Written instruction A: In the source passage, what is the standard deviation of the sampling distribution of a statistic of interest called?

Source passage:

-- begin --

We see from the graph and table above that our estimates of the mean cluster more tightly about the true mean as our sample size increases. This is obvious when we compare the standard deviation of our mean estimates as a function of sample size.

The standard deviation of the sampling distribution of a statistic of interest is called the Standard Error of that statistic. Here, through simulation, we are approximating the Standard Error of the Mean.

A well known mathematical results that your already familiar with is that that the expected Standard Error of the Mean can be related to sample size and the standard deviation of the underlying population distribution as follows

\[ \mbox{Standard Error of Mean} = \frac{\sigma}{\sqrt{n}} \] where \(\sigma\) is the population standard deviation (i.e. the “true” standard deviation), and \(n\) is the sample size. This result for the standard error of the mean is true regardless of the form of the underlying population distribution.

Let’s compare that theoretical expectation to our simulated results:

se.mean.theory <- sapply(seq(10,500,10), 
                         function(n){ true.sd/sqrt(n) })

df.se.mean.theory <- data_frame(sample.size = seq(10,500,10),
                                std.error = se.mean.theory)

-- end --

Supplied material:

-- begin --

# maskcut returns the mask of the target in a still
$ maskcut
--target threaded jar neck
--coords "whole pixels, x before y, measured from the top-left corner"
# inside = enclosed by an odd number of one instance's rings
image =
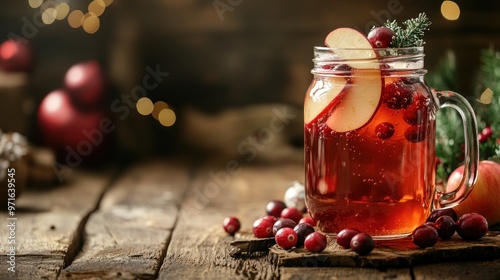
[[[380,69],[384,76],[421,76],[424,69],[424,48],[335,49],[314,47],[315,76],[349,75],[349,68]]]

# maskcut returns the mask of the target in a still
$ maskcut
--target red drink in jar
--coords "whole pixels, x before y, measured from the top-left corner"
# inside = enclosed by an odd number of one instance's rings
[[[423,48],[375,52],[351,61],[315,48],[304,104],[306,203],[326,233],[356,228],[392,239],[409,235],[433,207],[458,203],[435,187],[437,110],[452,98],[472,130],[475,119],[462,97],[425,85]],[[468,138],[474,159],[475,135]]]

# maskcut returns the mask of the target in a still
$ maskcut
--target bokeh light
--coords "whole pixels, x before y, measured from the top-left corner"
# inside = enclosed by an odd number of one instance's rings
[[[443,1],[441,14],[447,20],[457,20],[460,17],[460,7],[453,1]]]
[[[94,0],[89,4],[89,13],[95,16],[101,16],[106,9],[106,4],[102,0]]]
[[[83,21],[82,27],[85,32],[89,34],[94,34],[99,30],[101,22],[97,16],[92,13],[85,14],[85,20]]]
[[[56,9],[56,19],[63,20],[69,14],[69,5],[66,3],[61,3],[57,5]]]
[[[28,4],[31,8],[36,9],[39,8],[43,3],[43,0],[28,0]]]
[[[45,24],[52,24],[56,20],[57,12],[54,8],[47,8],[42,13],[42,21]]]
[[[52,0],[28,0],[31,8],[40,9],[41,19],[45,25],[67,18],[70,27],[75,29],[81,27],[88,34],[94,34],[99,30],[101,27],[99,17],[104,14],[111,3],[113,0],[92,0],[85,11],[71,9],[70,0],[60,0],[55,3]]]
[[[82,26],[83,19],[84,19],[83,12],[80,10],[74,10],[68,16],[69,26],[71,26],[73,28],[78,28],[78,27]]]
[[[143,97],[137,101],[136,108],[139,114],[147,116],[153,112],[153,101],[147,97]]]
[[[164,109],[168,109],[168,104],[163,102],[163,101],[157,101],[155,102],[155,106],[153,109],[153,118],[156,120],[160,120],[160,112]]]

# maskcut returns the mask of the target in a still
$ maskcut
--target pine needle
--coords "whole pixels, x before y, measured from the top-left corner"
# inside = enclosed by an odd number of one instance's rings
[[[425,44],[424,33],[429,30],[430,25],[431,21],[425,13],[420,13],[417,18],[405,20],[403,22],[404,28],[399,26],[396,20],[388,20],[384,24],[385,27],[392,29],[396,34],[391,42],[393,48],[423,46]]]

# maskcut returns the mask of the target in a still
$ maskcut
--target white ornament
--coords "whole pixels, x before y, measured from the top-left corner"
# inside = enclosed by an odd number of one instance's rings
[[[286,190],[284,201],[288,208],[295,207],[302,212],[306,209],[306,189],[304,184],[294,181],[292,185]]]

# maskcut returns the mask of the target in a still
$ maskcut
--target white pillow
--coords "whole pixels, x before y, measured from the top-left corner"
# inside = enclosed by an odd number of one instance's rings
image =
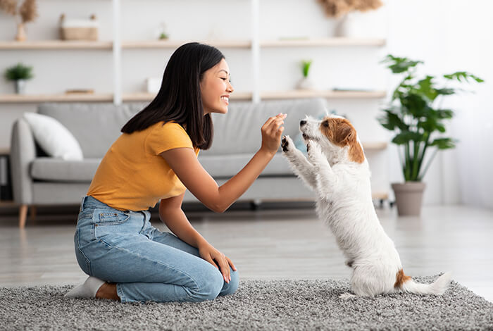
[[[82,149],[75,137],[52,117],[36,113],[24,113],[39,146],[50,156],[63,160],[82,161]]]

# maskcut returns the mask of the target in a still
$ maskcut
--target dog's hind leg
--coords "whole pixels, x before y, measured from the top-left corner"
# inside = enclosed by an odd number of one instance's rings
[[[313,166],[306,159],[300,150],[296,148],[289,136],[282,137],[281,142],[282,154],[286,156],[293,172],[300,177],[311,189],[316,189]]]

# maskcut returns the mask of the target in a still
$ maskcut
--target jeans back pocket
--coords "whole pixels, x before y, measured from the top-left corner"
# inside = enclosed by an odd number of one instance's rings
[[[119,211],[108,211],[107,209],[94,210],[93,220],[96,226],[118,225],[125,223],[130,217],[129,213]]]

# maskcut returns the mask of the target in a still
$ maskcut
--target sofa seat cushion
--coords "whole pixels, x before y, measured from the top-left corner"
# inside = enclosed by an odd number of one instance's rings
[[[31,163],[31,176],[37,180],[89,182],[96,173],[101,158],[65,161],[55,158],[37,158]]]
[[[230,178],[238,173],[253,156],[249,154],[204,156],[199,154],[199,161],[204,168],[214,178]],[[294,175],[286,158],[280,153],[277,153],[267,165],[260,177]]]

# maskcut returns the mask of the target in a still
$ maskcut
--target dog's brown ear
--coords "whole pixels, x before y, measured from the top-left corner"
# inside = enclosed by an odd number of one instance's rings
[[[356,130],[346,119],[335,119],[334,125],[334,143],[342,147],[349,146],[348,156],[353,162],[361,163],[365,160],[365,154],[356,139]]]

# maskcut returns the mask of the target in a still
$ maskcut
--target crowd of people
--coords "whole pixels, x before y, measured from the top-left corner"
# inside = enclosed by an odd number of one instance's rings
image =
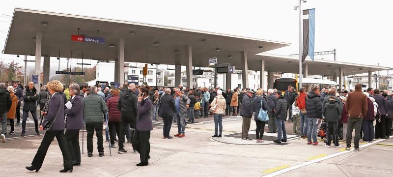
[[[354,128],[355,150],[359,150],[361,138],[368,142],[387,139],[392,135],[393,93],[372,88],[364,91],[360,84],[349,91],[316,86],[308,92],[305,88],[296,90],[290,86],[284,91],[269,89],[266,92],[260,88],[228,88],[225,91],[220,87],[188,88],[182,85],[153,88],[127,83],[118,88],[75,83],[65,88],[56,80],[47,83],[39,92],[31,82],[24,90],[21,86],[18,83],[10,86],[0,83],[1,138],[4,143],[7,120],[11,127],[8,134],[14,133],[14,119],[16,117],[16,126],[19,126],[19,109],[24,102],[21,136],[26,133],[29,112],[33,116],[36,134],[39,135],[40,130],[46,130],[31,166],[26,167],[36,172],[41,168],[55,137],[64,159],[64,169],[60,172],[72,172],[73,166],[81,165],[79,133],[84,129],[84,123],[88,157],[93,156],[94,131],[98,156],[104,156],[105,128],[106,141],[110,142],[110,148],[115,148],[117,142],[118,153],[127,152],[125,143],[132,144],[133,152],[140,154],[138,166],[148,165],[150,131],[153,122],[159,118],[163,120],[165,139],[173,138],[169,134],[172,122],[176,122],[177,126],[174,136],[184,138],[187,123],[209,116],[214,121],[212,137],[222,138],[223,117],[238,114],[242,118],[241,135],[245,141],[252,140],[249,131],[253,117],[256,143],[264,142],[266,124],[268,133],[277,134],[274,143],[286,142],[285,121],[293,122],[292,132],[307,139],[308,145],[321,145],[317,137],[322,130],[326,134],[326,147],[330,147],[332,141],[335,147],[341,147],[341,142],[346,143],[347,150],[351,148]],[[42,122],[37,117],[37,106],[40,107]]]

-- end --

Written instruction B: Please locate every line in the records that contains the word "white" and copy each one out. Case counts.

Final answer A: It is called the Standard Error of that statistic.

Final answer B:
--target white ornament
--target white pillow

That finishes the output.